*** Reading passage ***

The above is the elastic modulus for a vertical transverse isotropic medium (VTI), which is the usual case. The elastic modulus for a horizontal transverse isotropic medium (HTI) is;

$\underline{\underline{\mathsf{C}}} = \begin{bmatrix} C_{11} & C_{13} & C_{13} & 0 & 0 & 0 \\ C_{13} & C_{33} & C_{33} - 2C_{44} & 0 & 0 & 0 \\ C_{13} & C_{33} - 2C_{44} & C_{33} & 0 & 0 & 0 \\ 0 & 0 & 0 & C_{44} & 0 & 0 \\ 0 & 0 & 0 & 0 & C_{66} & 0\\ 0 & 0 & 0 & 0 & 0 & C_{66} \end{bmatrix}$

For an anisotropic medium, the directional dependence of the three phase velocities can be written by applying the elastic moduli in the wave equation is; [2] The direction dependent wave speeds for elastic waves through the material can be found by using the Christoffel equation and are given by[3]

\begin{align} V_{qP}(\theta) &= \sqrt{\frac{C_{11} \sin^2(\theta) + C_{33} \cos^2(\theta)+C_{44}+\sqrt{M(\theta)}}{2\rho}} \\ V_{qS}(\theta) &= \sqrt{\frac{C_{11} \sin^2(\theta) + C_{33} \cos^2(\theta)+C_{44}-\sqrt{M(\theta)}}{2\rho}} \\ V_{S} &= \sqrt{\frac{C_{66} \sin^2(\theta) + C_{44}\cos^2(\theta)}{\rho}} \\ M(\theta) &= \left[\left(C_{11}-C_{44}\right) \sin^2(\theta) - \left(C_{33}-C_{44}\right)\cos^2(\theta)\right]^2 + \left(C_{13} + C_{44}\right)^2 \sin^2(2\theta) \\ \end{align}

where \begin{align}\theta\end{align} is the angle between the axis of symmetry and the wave propagation direction, $\rho$ is mass density and the $C_{ij}$ are elements of the elastic stiffness matrix. The Thomsen parameters are used to simplify these expressions and make them easier to understand.

Seismic anisotropy has been observed to be weak, and Thomsen (1986)[4] rewrote the velocities above in terms of their deviation from the vertical velocities as follows;

\begin{align} V_{qP}(\theta) & \approx V_{P0}(1 + \delta \sin^2 \theta \cos^2 \theta + \epsilon \sin^4 \theta) \\ V_{qS}(\theta) & \approx V_{S0}\left[1 + \left(\frac{V_{P0}}{ V_{S0}}\right)^2(\epsilon-\delta) \sin^2 \theta \cos^2 \theta\right] \\ V_{S}(\theta) & \approx V_{S0}(1 + \gamma \sin^2 \theta ) \end{align}

where

$V_{P0}= \sqrt{C_{33}/\rho} ~;~~ V_{S0}= \sqrt{C_{44}/\rho}$

are the P and S wave velocities in the direction of the axis of symmetry ($\mathbf{e}_3$) (in geophysics, this is usually, but not always, the vertical direction). Note that $\delta$ may be further linearized, but this does not lead to further simplification.

The approximate expressions for the wave velocities are simple enough to be physically interpreted, and sufficiently accurate for most geophysical applications. These expressions are also useful in some contexts where the anisotropy is not weak.

*** Records provided ***

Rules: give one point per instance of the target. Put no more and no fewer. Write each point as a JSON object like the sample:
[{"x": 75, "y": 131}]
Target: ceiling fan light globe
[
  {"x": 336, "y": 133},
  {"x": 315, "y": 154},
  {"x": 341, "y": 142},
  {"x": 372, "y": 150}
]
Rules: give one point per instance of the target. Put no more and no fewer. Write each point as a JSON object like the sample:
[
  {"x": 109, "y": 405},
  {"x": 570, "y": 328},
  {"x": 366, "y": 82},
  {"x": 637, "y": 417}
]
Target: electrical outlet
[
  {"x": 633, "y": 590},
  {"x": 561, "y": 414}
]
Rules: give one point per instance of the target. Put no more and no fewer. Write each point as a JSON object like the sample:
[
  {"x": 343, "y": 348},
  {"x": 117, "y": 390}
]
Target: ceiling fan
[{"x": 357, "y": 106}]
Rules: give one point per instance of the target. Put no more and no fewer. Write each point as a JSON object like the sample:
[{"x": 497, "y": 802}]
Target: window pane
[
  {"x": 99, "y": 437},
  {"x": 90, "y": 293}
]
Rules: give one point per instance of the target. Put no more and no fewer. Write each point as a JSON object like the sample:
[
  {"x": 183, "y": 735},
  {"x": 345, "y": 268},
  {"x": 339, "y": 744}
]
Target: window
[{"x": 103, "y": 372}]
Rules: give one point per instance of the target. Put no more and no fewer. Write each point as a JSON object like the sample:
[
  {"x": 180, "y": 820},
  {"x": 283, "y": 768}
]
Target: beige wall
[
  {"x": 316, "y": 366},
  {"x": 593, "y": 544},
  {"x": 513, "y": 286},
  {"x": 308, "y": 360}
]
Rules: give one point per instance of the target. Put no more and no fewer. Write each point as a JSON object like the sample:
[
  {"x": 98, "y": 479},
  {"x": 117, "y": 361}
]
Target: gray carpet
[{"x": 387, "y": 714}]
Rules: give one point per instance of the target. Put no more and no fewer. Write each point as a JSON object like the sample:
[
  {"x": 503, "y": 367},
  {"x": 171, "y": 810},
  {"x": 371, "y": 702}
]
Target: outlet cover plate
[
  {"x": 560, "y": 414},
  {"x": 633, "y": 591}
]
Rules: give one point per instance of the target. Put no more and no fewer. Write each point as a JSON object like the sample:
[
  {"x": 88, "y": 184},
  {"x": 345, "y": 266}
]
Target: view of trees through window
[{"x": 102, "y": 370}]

***

* [Things to do]:
1. In the seismic anisotropy text, what does θ stand for in the wave speed formulas?
2. Swap "applications" for "uses" in the seismic anisotropy text, and write out the part between "are the P and" and "is not weak.", inclusive.
3. Extend the seismic anisotropy text past its last sentence.

* [Answers to the exercise]:
1. θ is the angle between the axis of symmetry and the wave propagation direction.

2.
are the P and S wave velocities in the direction of the axis of symmetry ($\mathbf{e}_3$) (in geophysics, this is usually, but not always, the vertical direction). Note that $\delta$ may be further linearized, but this does not lead to further simplification.

The approximate expressions for the wave velocities are simple enough to be physically interpreted, and sufficiently accurate for most geophysical uses. These expressions are also useful in some contexts where the anisotropy is not weak.

3.
The Thomsen parameters are anisotropic and are three non-dimensional combinations which reduce to zero in isotropic cases, and are defined as

\begin{align} \epsilon & = \frac{C_{11} - C_{33}}{ 2C_{33} } \\ \delta & = \frac{(C_{13} + C_{44})^2-(C_{33} - C_{44})^2}{ 2C_{33}(C_{33} - C_{44}) } \\ \gamma & = \frac{C_{66} - C_{44}}{ 2C_{44} } \end{align}

Origin of anisotropy

Anisotropy has been reported to occur in the Earth's three main layers; the crust, mantle and the core. In this context, we will limit our discussion to crustal anisotropy with respect to sedimentary rocks, which are basically the rocks that are explored and exploited for hydrocarbons.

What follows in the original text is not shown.